+++ Available records
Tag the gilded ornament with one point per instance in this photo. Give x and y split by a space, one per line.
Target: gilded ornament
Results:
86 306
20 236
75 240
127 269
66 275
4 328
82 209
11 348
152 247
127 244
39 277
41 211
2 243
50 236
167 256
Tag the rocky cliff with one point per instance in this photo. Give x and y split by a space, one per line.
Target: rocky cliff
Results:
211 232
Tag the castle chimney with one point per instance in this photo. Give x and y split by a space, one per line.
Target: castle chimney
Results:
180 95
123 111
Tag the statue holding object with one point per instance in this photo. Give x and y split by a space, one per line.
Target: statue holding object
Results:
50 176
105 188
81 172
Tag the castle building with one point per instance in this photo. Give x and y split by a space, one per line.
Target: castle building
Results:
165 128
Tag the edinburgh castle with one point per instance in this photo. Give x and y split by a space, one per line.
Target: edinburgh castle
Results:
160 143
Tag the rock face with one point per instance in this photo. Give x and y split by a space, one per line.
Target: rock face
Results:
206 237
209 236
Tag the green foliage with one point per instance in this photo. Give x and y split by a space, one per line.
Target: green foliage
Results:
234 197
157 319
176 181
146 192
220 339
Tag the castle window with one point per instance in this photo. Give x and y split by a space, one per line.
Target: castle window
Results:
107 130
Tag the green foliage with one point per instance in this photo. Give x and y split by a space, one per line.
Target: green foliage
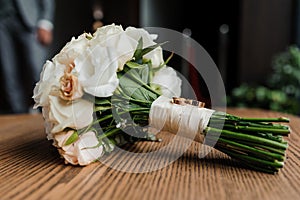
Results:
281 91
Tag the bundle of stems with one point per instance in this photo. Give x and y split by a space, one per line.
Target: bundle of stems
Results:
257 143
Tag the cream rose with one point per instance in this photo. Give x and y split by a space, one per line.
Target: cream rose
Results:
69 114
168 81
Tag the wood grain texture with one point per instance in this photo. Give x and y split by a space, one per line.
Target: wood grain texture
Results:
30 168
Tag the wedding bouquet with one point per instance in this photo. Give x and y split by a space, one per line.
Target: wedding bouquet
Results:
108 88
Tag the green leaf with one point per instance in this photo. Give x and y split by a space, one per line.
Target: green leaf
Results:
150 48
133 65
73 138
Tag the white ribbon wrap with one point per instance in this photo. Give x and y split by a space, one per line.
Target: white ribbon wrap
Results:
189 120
++++++
+++ Available records
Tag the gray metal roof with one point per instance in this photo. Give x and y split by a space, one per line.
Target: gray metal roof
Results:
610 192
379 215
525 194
++++++
> What the task requires
Every line where "gilded" appears must be returned from the listing above.

> Written answer
Tag the gilded ornament with one point per instance in this photo. Give x and y split by a space, one per line.
Target: gilded ornament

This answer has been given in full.